PAGE EXCERPT:
:::::

The policy voice of welfare reform is evident on a daily basis, from coverage of the current Northern Ireland impasse to senior government ministers advising they ‘could live on £53 a week’. Since 2010, welfare reform has been rapidly drawing in previously unaffected sickness and disability benefits and claimants from the welfare periphery. People experiencing sickness and disability are more vulnerable to poverty, particularly those of working age. This may also impact on the ability to retain independence, contribute to society and be valued; reinforcing existing barriers to equality. Never before have frontline advice and support services across all sectors been more stretched – and under-resourced.
The often forgotten voices of welfare reform are those health, social care and welfare professionals supporting people affected by disability and ill-health. In current climates, advising and supporting people affected by disability and ill-health can be stressful and testing. Taking time for reflection can prove difficult.
While reflective practice is not a simple cure-all for social and welfare ills, networking and learning helps front line professionals share and exchange skills and knowledge, removing sometimes unhelpful boundary demarcations between staff and service sectors.
The outcome? Professional experience and support is improved; likewise, support for patients, claimants, their families, partners and carers is improved.
Within my work as Macmillan Lecturer I encounter a range of health, social care and welfare professionals sharing and reflecting on their learning and practice online, establishing connections and networks across health and social care sectors. This is one space where health, welfare and social care professionals can join together, share their concerns and make their voices louder.

:::::

GIVEN RECORDS:
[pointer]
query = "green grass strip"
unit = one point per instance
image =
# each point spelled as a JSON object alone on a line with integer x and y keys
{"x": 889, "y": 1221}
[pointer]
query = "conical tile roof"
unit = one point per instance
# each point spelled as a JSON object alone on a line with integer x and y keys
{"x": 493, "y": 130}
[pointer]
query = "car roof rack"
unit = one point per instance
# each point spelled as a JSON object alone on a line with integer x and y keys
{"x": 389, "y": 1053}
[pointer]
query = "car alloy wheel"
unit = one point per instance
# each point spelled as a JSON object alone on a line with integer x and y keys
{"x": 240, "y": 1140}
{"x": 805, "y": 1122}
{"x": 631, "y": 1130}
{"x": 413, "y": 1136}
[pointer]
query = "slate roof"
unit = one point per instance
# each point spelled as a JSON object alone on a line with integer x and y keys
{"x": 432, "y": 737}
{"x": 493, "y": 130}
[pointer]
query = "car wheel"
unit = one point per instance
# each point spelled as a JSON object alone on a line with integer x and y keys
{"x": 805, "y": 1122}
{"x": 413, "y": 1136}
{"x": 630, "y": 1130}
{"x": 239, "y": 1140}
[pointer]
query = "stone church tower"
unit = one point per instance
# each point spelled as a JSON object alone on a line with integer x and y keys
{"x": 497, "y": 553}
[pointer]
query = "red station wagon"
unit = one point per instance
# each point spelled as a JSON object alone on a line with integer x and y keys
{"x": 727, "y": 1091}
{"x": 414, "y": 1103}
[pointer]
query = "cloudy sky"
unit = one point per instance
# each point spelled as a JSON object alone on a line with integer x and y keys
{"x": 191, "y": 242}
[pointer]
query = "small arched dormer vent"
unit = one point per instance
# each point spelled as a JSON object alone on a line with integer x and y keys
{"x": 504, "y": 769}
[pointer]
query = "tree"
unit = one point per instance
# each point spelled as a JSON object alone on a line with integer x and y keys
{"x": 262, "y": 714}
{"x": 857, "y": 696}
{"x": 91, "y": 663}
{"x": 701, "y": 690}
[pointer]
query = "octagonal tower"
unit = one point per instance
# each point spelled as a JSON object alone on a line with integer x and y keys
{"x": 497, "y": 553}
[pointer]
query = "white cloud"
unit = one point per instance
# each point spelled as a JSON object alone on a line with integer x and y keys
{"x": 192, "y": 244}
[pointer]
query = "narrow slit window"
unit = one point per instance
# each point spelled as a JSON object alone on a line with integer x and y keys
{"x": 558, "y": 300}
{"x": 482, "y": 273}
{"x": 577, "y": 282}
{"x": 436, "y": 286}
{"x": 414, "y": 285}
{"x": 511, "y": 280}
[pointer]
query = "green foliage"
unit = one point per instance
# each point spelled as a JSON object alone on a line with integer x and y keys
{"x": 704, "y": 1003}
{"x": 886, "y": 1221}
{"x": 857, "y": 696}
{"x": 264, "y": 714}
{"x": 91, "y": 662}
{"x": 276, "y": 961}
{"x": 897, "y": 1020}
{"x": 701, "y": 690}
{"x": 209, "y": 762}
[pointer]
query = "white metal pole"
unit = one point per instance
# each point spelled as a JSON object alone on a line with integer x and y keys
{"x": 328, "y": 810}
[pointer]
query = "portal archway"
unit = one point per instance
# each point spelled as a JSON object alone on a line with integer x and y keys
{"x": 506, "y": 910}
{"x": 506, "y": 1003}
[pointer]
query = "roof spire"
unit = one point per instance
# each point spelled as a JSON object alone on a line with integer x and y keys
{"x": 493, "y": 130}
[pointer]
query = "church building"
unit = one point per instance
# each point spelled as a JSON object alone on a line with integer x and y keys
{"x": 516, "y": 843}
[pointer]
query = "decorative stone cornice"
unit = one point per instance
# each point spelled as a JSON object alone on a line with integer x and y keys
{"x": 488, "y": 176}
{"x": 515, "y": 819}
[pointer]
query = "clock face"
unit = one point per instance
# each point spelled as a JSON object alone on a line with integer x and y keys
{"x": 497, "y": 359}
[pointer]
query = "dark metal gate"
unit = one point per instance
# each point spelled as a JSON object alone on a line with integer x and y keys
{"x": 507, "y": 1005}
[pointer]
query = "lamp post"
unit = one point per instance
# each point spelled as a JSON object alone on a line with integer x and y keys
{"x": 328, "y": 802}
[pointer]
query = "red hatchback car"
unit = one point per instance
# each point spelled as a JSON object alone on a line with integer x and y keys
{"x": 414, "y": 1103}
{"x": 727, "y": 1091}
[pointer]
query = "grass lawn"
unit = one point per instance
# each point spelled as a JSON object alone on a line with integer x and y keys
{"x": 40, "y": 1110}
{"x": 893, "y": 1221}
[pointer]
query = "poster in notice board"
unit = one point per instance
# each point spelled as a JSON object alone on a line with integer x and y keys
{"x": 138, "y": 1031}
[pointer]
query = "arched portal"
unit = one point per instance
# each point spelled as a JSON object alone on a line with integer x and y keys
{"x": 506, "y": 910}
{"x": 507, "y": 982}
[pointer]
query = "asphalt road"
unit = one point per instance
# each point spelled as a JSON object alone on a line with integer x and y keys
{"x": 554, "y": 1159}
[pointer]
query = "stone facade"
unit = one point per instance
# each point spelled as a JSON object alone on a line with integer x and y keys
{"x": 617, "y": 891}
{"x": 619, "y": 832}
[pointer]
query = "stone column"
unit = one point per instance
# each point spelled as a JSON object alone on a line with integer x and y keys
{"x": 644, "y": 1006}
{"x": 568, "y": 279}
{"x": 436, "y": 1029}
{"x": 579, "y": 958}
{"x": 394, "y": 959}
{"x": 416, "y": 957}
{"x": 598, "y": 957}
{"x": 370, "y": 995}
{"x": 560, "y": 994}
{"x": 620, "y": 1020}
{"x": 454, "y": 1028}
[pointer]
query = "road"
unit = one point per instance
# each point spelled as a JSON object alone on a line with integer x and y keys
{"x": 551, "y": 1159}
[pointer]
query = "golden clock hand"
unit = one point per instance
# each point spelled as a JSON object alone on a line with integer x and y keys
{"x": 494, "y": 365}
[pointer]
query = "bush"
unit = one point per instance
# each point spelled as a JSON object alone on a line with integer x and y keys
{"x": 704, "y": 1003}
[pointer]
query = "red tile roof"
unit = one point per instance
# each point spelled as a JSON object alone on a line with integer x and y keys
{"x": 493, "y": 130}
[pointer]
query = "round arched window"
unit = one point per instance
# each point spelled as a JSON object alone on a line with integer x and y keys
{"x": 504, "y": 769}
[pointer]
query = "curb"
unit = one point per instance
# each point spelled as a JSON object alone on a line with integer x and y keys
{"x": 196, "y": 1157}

:::::

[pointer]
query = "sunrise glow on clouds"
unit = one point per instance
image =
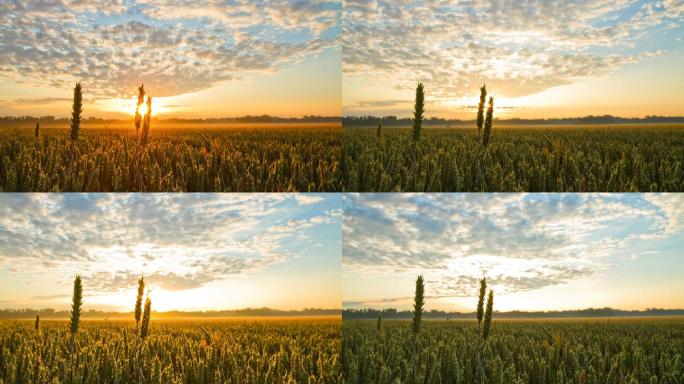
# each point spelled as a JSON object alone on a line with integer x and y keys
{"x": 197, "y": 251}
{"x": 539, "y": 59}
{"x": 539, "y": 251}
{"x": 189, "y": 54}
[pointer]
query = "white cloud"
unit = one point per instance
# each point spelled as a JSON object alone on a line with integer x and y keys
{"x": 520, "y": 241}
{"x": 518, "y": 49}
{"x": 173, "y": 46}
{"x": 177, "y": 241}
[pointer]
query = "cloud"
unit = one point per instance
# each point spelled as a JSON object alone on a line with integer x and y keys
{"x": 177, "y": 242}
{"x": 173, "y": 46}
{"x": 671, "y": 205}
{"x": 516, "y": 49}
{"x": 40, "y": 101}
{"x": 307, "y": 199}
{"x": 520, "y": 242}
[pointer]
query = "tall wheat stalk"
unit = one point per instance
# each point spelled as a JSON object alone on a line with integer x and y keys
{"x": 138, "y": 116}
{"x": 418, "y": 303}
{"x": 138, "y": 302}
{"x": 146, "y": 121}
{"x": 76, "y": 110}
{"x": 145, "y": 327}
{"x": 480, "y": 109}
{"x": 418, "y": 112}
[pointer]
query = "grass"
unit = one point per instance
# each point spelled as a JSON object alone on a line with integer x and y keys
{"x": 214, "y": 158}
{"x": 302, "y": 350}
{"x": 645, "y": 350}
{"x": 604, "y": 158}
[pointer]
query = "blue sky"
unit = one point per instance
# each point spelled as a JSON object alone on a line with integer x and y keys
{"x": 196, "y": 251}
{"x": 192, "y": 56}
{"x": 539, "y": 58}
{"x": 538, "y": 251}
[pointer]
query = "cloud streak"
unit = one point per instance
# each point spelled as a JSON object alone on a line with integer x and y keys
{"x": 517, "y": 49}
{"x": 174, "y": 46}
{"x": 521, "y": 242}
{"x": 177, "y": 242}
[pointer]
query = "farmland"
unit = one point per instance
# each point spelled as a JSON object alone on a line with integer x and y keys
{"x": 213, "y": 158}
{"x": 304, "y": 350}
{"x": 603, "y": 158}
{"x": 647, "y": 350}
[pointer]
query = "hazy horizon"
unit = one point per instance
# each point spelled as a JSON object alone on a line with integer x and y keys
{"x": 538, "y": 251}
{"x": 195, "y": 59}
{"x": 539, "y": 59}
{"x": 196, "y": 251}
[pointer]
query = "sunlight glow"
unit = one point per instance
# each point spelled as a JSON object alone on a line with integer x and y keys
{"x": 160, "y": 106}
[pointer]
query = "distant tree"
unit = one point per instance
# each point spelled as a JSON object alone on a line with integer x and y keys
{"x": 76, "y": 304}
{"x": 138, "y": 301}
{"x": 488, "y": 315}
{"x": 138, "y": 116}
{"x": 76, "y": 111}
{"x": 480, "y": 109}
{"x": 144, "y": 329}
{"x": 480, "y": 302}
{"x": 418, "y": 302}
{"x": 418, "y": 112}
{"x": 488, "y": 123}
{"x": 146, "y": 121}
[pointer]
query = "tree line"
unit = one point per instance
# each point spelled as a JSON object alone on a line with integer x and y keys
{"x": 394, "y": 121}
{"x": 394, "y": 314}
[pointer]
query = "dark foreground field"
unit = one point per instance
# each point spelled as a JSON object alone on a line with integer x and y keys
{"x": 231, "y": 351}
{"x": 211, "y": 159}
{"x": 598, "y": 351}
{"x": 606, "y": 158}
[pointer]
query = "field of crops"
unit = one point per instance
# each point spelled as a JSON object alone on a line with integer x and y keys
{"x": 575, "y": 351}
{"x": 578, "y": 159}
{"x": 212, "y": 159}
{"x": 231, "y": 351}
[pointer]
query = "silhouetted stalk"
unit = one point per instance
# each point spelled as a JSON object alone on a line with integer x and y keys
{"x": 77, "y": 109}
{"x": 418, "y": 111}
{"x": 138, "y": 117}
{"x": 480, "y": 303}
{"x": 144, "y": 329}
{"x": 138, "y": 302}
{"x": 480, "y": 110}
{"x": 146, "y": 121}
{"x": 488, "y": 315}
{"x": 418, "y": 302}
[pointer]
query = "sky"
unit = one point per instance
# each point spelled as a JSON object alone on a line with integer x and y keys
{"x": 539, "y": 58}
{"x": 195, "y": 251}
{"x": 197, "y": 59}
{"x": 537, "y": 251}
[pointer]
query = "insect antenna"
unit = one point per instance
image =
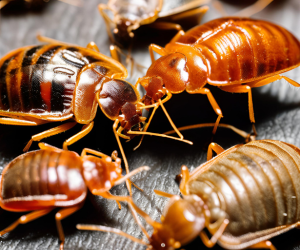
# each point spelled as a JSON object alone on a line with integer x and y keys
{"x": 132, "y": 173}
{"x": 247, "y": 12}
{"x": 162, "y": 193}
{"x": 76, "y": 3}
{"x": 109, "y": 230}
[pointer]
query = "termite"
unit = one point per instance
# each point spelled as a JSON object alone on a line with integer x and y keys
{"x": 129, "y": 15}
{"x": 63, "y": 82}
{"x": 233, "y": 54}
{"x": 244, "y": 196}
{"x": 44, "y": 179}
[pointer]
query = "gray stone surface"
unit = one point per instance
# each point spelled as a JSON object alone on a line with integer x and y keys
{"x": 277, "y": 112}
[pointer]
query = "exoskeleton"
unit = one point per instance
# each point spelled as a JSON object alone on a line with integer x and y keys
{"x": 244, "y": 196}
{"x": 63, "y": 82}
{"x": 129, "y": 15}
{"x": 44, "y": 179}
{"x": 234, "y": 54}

:::::

WHAT YOU NEED TO DO:
Extract the portion of the passage about welfare reform starting at "While reflective practice" and ending at "and service sectors.". Rely only on the passage about welfare reform, not on the records.

SOLUTION FOR THIS EXERCISE:
While reflective practice is not a simple cure-all for social and welfare ills, networking and learning helps front line professionals share and exchange skills and knowledge, removing sometimes unhelpful boundary demarcations between staff and service sectors.